Record list>
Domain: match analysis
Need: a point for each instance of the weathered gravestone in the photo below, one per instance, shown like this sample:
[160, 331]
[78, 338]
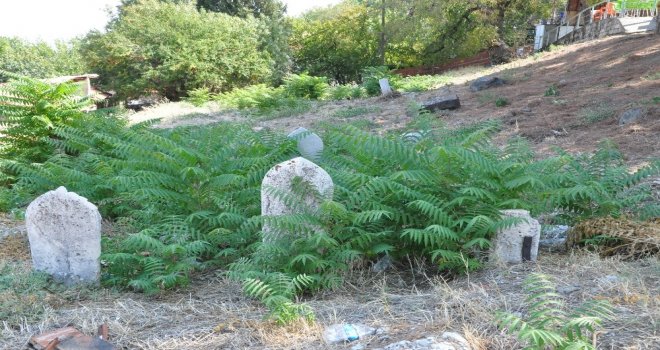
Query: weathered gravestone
[310, 145]
[64, 230]
[520, 242]
[279, 181]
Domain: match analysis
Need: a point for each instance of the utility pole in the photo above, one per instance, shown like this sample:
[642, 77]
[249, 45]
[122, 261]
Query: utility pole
[381, 44]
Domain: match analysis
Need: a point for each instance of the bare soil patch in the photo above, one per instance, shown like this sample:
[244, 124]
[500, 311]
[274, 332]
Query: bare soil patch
[406, 303]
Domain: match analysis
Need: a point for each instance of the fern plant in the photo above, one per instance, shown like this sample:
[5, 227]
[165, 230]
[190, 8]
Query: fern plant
[29, 112]
[549, 325]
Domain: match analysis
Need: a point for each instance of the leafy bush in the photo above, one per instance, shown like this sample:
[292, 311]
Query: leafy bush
[185, 208]
[39, 59]
[549, 324]
[371, 77]
[30, 110]
[305, 86]
[199, 97]
[344, 92]
[172, 48]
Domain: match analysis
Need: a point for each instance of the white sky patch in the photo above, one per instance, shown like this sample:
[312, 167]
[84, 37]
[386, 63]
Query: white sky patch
[52, 20]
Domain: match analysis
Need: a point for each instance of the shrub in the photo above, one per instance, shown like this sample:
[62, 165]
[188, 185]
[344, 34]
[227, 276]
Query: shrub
[548, 323]
[305, 86]
[172, 48]
[30, 110]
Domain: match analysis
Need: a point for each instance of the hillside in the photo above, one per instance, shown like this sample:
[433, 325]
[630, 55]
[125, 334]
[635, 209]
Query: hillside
[595, 82]
[571, 97]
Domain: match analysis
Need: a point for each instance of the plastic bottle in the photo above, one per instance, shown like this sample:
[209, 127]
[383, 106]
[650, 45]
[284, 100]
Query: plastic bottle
[346, 332]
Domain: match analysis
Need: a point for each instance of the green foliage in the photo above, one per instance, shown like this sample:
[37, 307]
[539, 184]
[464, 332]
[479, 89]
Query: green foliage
[198, 97]
[552, 90]
[549, 324]
[437, 199]
[601, 185]
[305, 86]
[171, 49]
[337, 42]
[40, 60]
[501, 102]
[29, 112]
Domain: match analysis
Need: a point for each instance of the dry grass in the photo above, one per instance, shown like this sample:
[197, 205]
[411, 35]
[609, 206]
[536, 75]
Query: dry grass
[405, 302]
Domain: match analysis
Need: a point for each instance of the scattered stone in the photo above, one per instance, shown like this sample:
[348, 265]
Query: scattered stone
[553, 237]
[484, 83]
[310, 145]
[385, 88]
[346, 332]
[513, 244]
[631, 116]
[279, 181]
[450, 101]
[448, 341]
[64, 230]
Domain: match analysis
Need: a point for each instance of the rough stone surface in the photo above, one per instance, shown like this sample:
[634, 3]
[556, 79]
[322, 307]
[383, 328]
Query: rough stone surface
[631, 116]
[439, 103]
[484, 83]
[507, 245]
[448, 341]
[310, 145]
[64, 230]
[279, 179]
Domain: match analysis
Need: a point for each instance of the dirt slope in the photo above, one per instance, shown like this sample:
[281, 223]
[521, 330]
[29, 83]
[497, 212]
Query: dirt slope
[595, 83]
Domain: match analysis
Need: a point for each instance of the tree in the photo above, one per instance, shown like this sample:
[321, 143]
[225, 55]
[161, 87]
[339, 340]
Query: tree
[336, 42]
[243, 8]
[171, 48]
[40, 60]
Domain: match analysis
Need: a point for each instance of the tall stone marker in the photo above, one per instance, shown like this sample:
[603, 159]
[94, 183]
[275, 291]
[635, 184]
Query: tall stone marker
[310, 145]
[520, 242]
[64, 230]
[279, 180]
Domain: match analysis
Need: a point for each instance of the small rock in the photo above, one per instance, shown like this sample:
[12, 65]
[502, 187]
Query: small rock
[382, 264]
[484, 83]
[631, 116]
[567, 289]
[553, 237]
[310, 145]
[439, 103]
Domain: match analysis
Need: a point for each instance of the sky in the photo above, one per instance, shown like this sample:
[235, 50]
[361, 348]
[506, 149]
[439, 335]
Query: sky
[52, 20]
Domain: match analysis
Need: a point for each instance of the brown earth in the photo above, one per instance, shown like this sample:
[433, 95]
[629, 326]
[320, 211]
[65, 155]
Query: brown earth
[607, 76]
[596, 82]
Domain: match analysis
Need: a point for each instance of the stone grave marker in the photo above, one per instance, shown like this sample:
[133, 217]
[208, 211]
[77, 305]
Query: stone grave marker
[520, 242]
[310, 145]
[64, 230]
[280, 179]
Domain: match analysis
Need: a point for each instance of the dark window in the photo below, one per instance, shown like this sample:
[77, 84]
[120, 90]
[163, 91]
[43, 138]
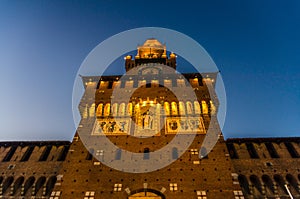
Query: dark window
[28, 184]
[251, 150]
[203, 152]
[6, 184]
[268, 182]
[50, 185]
[63, 153]
[27, 154]
[244, 184]
[291, 149]
[110, 83]
[118, 154]
[39, 184]
[122, 84]
[271, 149]
[90, 154]
[135, 83]
[293, 182]
[232, 151]
[175, 153]
[17, 185]
[146, 154]
[280, 182]
[45, 153]
[10, 154]
[174, 83]
[256, 184]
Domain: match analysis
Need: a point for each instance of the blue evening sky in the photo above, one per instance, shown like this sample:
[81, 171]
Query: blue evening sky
[255, 44]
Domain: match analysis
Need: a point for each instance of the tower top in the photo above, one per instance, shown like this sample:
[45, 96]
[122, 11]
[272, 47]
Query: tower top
[152, 51]
[152, 48]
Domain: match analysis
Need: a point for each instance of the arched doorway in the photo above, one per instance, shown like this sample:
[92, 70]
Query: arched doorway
[146, 194]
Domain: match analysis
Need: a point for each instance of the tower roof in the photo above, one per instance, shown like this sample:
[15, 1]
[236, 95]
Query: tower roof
[152, 43]
[152, 48]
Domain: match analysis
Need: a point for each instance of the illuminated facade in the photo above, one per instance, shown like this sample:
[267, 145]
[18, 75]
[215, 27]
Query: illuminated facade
[143, 112]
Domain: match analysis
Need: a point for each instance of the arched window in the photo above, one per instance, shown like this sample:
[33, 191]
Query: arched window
[181, 109]
[146, 193]
[256, 185]
[6, 184]
[28, 184]
[280, 182]
[174, 153]
[268, 183]
[189, 108]
[92, 110]
[17, 185]
[232, 151]
[167, 108]
[118, 154]
[114, 110]
[174, 108]
[204, 107]
[107, 109]
[39, 184]
[293, 183]
[146, 154]
[129, 109]
[244, 184]
[197, 107]
[89, 155]
[122, 109]
[63, 154]
[85, 111]
[50, 185]
[271, 149]
[100, 110]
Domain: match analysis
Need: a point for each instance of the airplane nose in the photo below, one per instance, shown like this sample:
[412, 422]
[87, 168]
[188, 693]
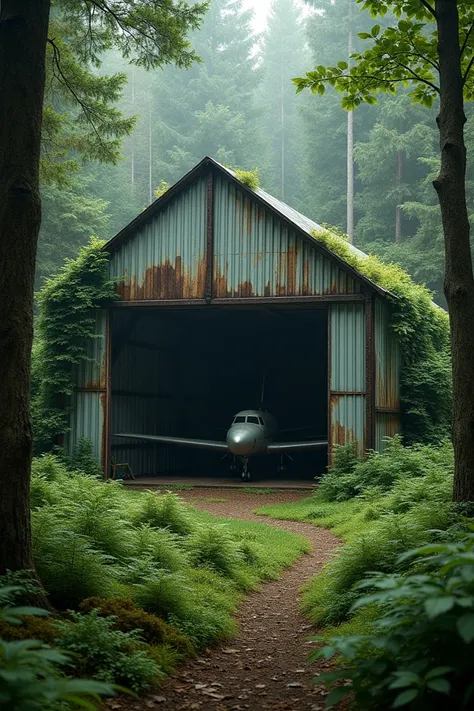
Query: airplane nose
[241, 441]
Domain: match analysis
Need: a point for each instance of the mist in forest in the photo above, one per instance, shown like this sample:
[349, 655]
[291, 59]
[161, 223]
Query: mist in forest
[367, 173]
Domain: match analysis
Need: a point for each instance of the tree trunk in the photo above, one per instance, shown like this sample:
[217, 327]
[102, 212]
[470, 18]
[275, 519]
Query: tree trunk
[459, 281]
[350, 146]
[23, 37]
[398, 210]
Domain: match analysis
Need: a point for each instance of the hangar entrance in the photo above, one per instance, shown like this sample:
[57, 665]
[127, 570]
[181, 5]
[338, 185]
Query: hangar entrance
[185, 372]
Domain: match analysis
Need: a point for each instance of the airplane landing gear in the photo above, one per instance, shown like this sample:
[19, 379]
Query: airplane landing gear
[245, 469]
[282, 467]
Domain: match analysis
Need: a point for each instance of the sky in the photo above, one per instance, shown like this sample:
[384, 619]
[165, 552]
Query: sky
[261, 7]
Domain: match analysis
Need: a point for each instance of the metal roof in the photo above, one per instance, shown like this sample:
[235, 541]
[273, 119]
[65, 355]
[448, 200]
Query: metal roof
[303, 224]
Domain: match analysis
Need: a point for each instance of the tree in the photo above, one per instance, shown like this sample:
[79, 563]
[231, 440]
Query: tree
[431, 49]
[327, 180]
[211, 108]
[283, 57]
[152, 33]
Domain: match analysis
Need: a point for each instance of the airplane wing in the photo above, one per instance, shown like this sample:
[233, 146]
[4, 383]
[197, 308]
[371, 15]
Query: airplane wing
[179, 441]
[310, 445]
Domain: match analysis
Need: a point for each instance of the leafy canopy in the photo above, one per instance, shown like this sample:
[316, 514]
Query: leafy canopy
[403, 53]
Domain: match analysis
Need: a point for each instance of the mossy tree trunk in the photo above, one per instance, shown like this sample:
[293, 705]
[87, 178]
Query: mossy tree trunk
[459, 282]
[23, 38]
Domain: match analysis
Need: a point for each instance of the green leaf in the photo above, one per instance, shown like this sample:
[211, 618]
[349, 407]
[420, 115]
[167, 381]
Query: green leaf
[441, 685]
[405, 698]
[438, 605]
[338, 694]
[465, 627]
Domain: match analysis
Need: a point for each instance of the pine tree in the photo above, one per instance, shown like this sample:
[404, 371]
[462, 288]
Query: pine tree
[284, 56]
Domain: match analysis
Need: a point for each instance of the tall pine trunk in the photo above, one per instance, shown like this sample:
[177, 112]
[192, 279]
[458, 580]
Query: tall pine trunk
[23, 37]
[459, 281]
[398, 209]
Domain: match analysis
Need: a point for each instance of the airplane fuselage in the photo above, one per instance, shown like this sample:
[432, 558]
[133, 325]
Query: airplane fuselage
[251, 432]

Given exercise> Count how many lines of the listing above contain the word "green". Reply with the number alone.

Answer> 4